Exercise directions: Go through the entries and transcribe each one exactly, dropping the pictures.

Saved entries:

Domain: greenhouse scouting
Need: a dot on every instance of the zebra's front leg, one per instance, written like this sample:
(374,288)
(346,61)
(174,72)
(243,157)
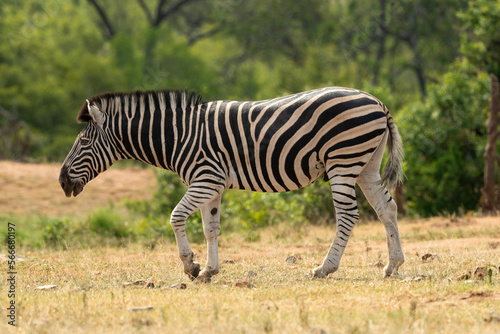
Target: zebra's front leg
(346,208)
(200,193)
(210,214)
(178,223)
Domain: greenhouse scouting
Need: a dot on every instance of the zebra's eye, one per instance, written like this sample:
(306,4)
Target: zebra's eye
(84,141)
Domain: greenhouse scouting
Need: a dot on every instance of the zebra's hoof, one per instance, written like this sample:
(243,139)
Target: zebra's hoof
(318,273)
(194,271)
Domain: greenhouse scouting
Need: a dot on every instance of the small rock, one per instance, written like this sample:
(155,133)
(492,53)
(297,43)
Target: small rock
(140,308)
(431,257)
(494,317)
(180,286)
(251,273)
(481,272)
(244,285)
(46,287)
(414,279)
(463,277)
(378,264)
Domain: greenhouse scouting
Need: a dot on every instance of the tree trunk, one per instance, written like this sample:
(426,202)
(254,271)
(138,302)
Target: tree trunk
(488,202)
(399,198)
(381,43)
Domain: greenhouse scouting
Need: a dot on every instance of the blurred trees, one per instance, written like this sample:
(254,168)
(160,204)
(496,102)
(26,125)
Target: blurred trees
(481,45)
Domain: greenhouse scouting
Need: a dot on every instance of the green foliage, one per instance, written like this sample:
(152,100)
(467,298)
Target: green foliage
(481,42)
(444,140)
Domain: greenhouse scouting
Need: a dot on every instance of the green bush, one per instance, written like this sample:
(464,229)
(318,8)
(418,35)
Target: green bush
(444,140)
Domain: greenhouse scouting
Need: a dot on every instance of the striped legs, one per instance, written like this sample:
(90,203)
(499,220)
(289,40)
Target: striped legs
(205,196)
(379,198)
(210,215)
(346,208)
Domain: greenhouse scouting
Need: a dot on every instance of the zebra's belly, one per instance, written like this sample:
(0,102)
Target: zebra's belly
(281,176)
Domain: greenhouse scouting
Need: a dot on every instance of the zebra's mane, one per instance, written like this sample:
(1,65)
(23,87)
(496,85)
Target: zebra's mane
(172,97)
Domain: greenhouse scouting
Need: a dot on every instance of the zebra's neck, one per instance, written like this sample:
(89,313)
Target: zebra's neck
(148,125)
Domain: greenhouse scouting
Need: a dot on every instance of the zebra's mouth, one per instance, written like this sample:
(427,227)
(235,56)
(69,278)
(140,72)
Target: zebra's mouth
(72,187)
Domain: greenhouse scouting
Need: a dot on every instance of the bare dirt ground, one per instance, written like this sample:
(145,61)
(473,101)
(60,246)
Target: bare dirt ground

Answer to the problem:
Domain: greenhouse scouting
Need: a dot on every instance of the zebra's front leg, one per instance, written like this sample:
(374,288)
(346,61)
(174,72)
(243,157)
Target: zebra's front leg
(346,208)
(200,193)
(210,214)
(178,223)
Domain: greenhouse scouting
Need: a dot on every instance of the zebra's eye, one per instance, written like this sample:
(306,4)
Target: zebra's eye
(84,141)
Domain: greenhouse scouting
Need: a dot on every instance of the zebra's hoof, one per instance, written like this sample:
(243,139)
Target: zebra's hoof
(318,273)
(194,271)
Domain: greenhouse scouting
Need: a dot on every instance of the small rock, one per instance, written like this sample:
(155,133)
(492,53)
(297,43)
Target: small rock
(140,308)
(431,257)
(494,317)
(180,286)
(251,273)
(481,272)
(244,285)
(46,287)
(414,279)
(463,277)
(378,264)
Domain: greenhouse scouting
Need: a dot on every instance of the tree trunk, one per instance, written like this sample:
(426,202)
(254,271)
(138,302)
Target: tree trunk
(488,202)
(399,198)
(381,43)
Domain: greenhouse scouting
Need: a dot on every instance of the blurred trees, one per instance, written like this sample:
(254,168)
(160,204)
(496,102)
(26,125)
Target: blurred trees
(481,45)
Domain: greenhouse scouting
Need: a dot on every instance of the green foliage, one per instance, written like this sample:
(152,100)
(467,298)
Target: green foliage
(481,42)
(444,140)
Domain: greenhouse scouting
Need: a dot on every instance of the green bush, one per instance, written like this sample:
(464,229)
(318,8)
(418,35)
Target: green bush
(444,140)
Domain: greenhouse scouting
Need: a dot on every instance of the striped legs, one per instance, written like this sample:
(90,203)
(499,220)
(289,40)
Target: striped legs
(205,196)
(379,198)
(210,215)
(346,208)
Domain: greenhouse scouting
Need: a dot on every instance of the zebra's belly, one per instance, written like this sample:
(0,102)
Target: zebra's belly
(281,176)
Domain: greenhouse scouting
Need: a dot on every instance of the zebra's mane, one per instance, written like this sample:
(1,65)
(23,87)
(496,85)
Target: zebra's mane
(172,97)
Domain: greenhouse scouting
Need: a dot on every instance of the zebra's neck, one per instance, written like this sample:
(89,313)
Target: zebra's neck
(148,125)
Domain: greenhouse scouting
Need: a dot on every instance of the zebra's mouth, one per instance, written like this sample:
(427,227)
(235,56)
(69,278)
(140,72)
Target: zebra's mouth
(72,187)
Domain: greenhouse scouting
Need: a dot on every instance of the bare dirt ground, one per instance, written like this sample:
(145,61)
(473,101)
(60,246)
Target: bare dirt ground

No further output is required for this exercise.